**Input rows**
○ ○ ○ ○ ○ ○ ○

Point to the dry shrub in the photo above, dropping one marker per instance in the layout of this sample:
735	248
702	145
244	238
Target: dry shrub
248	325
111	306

○ ○ ○ ○ ○ ○ ○

**What you should do**
Render every line of the records above as a JSON list of strings, one string per line, leaving out blank lines.

**Solved problem**
[
  "Point to the dry shrub in the photo above, dropping one marker per instance in the layout of this sample:",
  "735\t248",
  "702\t145",
  "244\t238",
  "Target: dry shrub",
  "248\t325",
  "111\t306"
]